» **WRITTEN TASK**:
All of the data below must be repeated exactly.

[Excerpts of location labeling data]
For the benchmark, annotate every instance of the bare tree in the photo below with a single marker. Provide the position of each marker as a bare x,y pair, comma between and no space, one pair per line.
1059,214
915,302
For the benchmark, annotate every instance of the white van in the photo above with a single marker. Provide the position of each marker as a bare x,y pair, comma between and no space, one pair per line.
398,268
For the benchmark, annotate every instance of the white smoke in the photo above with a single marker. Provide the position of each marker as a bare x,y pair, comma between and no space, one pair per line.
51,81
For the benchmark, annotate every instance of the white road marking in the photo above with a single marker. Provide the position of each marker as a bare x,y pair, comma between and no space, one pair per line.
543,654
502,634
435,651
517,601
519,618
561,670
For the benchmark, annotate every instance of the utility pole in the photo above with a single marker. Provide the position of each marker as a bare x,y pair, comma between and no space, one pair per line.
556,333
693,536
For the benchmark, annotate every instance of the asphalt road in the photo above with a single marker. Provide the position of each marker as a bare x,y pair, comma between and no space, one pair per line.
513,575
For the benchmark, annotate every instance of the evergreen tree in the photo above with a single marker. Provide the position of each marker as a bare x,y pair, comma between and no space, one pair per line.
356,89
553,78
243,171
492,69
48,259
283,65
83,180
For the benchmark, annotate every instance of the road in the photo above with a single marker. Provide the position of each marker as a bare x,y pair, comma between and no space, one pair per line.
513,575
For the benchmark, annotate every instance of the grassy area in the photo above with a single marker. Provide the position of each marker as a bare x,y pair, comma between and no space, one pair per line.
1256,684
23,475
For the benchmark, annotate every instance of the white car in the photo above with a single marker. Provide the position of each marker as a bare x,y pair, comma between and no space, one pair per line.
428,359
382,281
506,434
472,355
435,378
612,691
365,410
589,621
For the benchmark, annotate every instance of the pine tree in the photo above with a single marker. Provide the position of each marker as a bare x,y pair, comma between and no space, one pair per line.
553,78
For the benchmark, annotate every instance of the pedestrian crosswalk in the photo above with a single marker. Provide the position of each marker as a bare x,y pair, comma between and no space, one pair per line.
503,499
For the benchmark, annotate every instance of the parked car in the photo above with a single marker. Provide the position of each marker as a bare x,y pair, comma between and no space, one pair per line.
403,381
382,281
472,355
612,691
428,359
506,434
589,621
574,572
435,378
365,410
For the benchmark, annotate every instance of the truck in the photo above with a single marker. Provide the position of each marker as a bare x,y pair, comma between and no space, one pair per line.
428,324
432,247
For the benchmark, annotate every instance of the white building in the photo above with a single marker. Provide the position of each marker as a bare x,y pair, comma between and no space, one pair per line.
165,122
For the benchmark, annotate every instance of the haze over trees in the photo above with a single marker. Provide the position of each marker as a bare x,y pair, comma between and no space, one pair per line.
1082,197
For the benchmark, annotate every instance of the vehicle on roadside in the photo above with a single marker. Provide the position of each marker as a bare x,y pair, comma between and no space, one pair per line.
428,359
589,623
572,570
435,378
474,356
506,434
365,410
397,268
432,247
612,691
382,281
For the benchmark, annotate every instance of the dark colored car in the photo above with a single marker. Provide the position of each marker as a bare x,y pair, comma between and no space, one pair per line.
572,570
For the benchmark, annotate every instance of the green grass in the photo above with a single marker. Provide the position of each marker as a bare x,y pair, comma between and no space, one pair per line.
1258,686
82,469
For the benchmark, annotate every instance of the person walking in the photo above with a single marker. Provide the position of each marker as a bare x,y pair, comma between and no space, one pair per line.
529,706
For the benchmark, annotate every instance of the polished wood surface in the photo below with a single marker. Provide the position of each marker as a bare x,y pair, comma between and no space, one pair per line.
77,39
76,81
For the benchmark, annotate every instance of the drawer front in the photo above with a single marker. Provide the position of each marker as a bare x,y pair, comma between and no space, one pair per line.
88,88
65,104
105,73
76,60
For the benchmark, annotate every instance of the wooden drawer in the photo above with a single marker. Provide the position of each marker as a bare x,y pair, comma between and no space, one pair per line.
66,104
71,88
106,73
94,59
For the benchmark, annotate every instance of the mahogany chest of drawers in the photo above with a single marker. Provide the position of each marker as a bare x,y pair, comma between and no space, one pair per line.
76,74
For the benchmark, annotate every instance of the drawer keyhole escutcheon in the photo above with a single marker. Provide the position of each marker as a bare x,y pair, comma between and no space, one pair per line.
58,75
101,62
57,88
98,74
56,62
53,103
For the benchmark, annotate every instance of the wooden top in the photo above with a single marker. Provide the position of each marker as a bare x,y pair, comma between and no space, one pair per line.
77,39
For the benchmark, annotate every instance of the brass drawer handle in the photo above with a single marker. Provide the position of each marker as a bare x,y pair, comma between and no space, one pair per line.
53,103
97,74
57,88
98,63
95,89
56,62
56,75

» **RIGHT ANSWER**:
For the benchmark, annotate every instance of the bare tree in the photo below with a single marker. Provide the position of each marker as a bare x,y pair, comma between and no space, one pair per line.
1059,214
915,302
For the benchmark, annotate every instance of the white van in the photo above with a single marker. Provide the position of each marker as a bare x,y pair, comma between and no space, one pair per line.
398,268
For the benchmark, annotate every instance of the white smoke in the photo above with a single marker. Provide the position of each marker as a bare x,y pair, comma between and no space, one pair per line.
51,81
For the benchmark, annotate every instance of the white road marking in the photo above with a single marker. Provide the position of each marker as a bare x,y pair, comma between and no space, one pair per line.
543,654
502,634
435,651
517,601
519,618
561,670
For the benchmark, annotate every instance of the utility pole in the photo above with a single marker. Provide the position of each marker as a bare x,y pair, comma between and no space, one pair per line.
556,333
693,536
For the benchmark, annotate every instance of the asphalt road in the photo above with a single marker. Provide the position of each marker as a bare x,y pair, comma between and no space, one pair per line.
513,575
For the benchmark, annotate every instance of the evergreen tree in the photo above with a single marker. Provide the position of each marker as a bare x,y pair, comma between and no space, one pair per line.
356,89
553,78
243,171
492,69
48,259
283,65
83,180
For the benchmark, annotate every instance of the road in the photo above with a single marker. Provide the position of each marker as a bare x,y pair, comma between and no space, one pair per line.
513,575
For the benchmark, annotate every instance of the grassy area in the photo above with a single marker. Provide the position of each marker as a bare x,y pair, comma between and no space, one pair per line.
1256,684
23,475
For the benchmark, annotate every instance of the white car in the photo above with a single marker. Provide the position of each marker as a bare x,y pair, comma between and no space, one pair per line.
428,359
382,281
506,434
472,355
435,378
612,691
365,410
589,621
For the benchmark, annotate every instance of the pine tree in the photo above with a single marker. Provide the position of each marker as a bare x,y pair, comma between and no space, one pair per line.
553,78
For the benchmark, annotate every instance of the pedestrian crosswalk in the photo above with a single marker. Provide the position of each marker as a bare x,y pair, comma between and no space, one pair per line.
503,499
For the benchmark, annotate every instance of the parked car in the photo above with a single marker. Provide the position of each marker as a bare x,y pair, comma between and no space, one pair per line.
403,381
382,281
472,355
612,691
428,359
506,434
589,621
574,572
435,378
365,410
For the benchmark, annotate every instance of the truck in the photo above with a single marker. Provide the position of each marker as a bare x,y pair, comma between and no space, one pair per line.
428,324
432,247
For the benchmark, annotate every instance of the white building in the photo above with a single marker. Provide the position of each marker as a bare x,y pair, comma between and no space, one pair per line.
165,122
For the benchmark, annotate every instance of the haze over trees in the photo above with a single marker. Provide the position of each marker as a bare x,y pair, comma between and no space, one pair per line.
1082,197
For the benchmark, annotate every instance of the vehicle on roadside in the photo above with a single marker. Provide the position of each marker as a bare x,y pair, comma between and no space, one pair per line.
428,359
589,623
572,570
435,378
474,356
506,434
365,410
397,268
432,247
612,691
382,281
For the benchmark, annotate every instance of the dark colored car in the photo above with a single marker. Provide the position of each marker as a bare x,y pair, comma between and no space, one pair per line.
572,570
For the benchmark, annotate every instance of the green grass in the photo above with a single marker. Provide the position of each marker as a bare x,y pair, comma between and no space, one pair per line.
1258,686
82,469
For the benchmark, annotate every instance of the person walking in the photo above with a single marker. Provide the position of each marker as a bare x,y pair, comma between and no space, one pair per line.
529,706
For the benchmark, annotate every instance of the polished wood surface in the photo below with a single marker. Provide the position of each marker as a bare x,y pair, comma between and no space, one pair per line.
77,39
76,81
For the benchmark, annotate every instance of the drawer front in the photo above with a single marker. Provide the position of each marker as a bare x,y pair, comma between and no space, one pair per line.
88,88
65,104
105,73
76,60
For the benchmark, annotate every instance of the wooden drawer in the photo above with a single marker. Provide the position of each marker as a bare x,y pair, comma between and no space, one pair per line.
66,104
71,88
106,73
94,59
For the benchmark, annotate every instance of the mahogany chest of drawers in the photo above with a single marker. Provide the position of each marker as a bare x,y pair, comma between and no space, one pair per line.
76,74
For the benchmark, annotate every instance of the drawer keyhole escutcheon in the photo above with a single marker. Provide the position of each marker as a bare x,y pair, comma between and no space, one pair per line.
58,75
101,62
57,88
98,74
56,62
53,103
For the benchmark, annotate every instance of the wooden top in the photo above with a single marker. Provide the position of each marker as a bare x,y pair, comma between and no space, one pair per line.
77,39
For the benchmark, annotate every instance of the brass drawer handle in the photo above with a single marker. Provide the position of each marker as a bare x,y pair, comma between and no space, one pair per line.
53,103
97,74
57,88
98,63
95,89
56,62
56,75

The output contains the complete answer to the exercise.